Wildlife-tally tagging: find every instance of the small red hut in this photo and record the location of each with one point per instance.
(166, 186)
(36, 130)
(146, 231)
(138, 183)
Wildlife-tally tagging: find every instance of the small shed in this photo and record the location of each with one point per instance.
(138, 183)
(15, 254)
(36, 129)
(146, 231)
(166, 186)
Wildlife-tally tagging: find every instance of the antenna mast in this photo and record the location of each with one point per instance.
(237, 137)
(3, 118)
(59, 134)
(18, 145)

○ ○ ○ ○ ○

Instructions to follow -
Please repeat every record above word for word.

Response to this exercise -
Wildlife-tally tagging: find every instance of the small red hut in this photo and record the location of each with one point per instance.
(166, 186)
(36, 130)
(146, 231)
(138, 183)
Wildlife-tally tagging: find every instance of the small shed in this photo and record the location of each with one point per instance.
(138, 183)
(15, 254)
(36, 129)
(146, 231)
(166, 186)
Wildlife-tally tagging: find every instance of the antenna mast in this photo and record the location of each with one point per instance.
(237, 137)
(3, 118)
(59, 134)
(18, 145)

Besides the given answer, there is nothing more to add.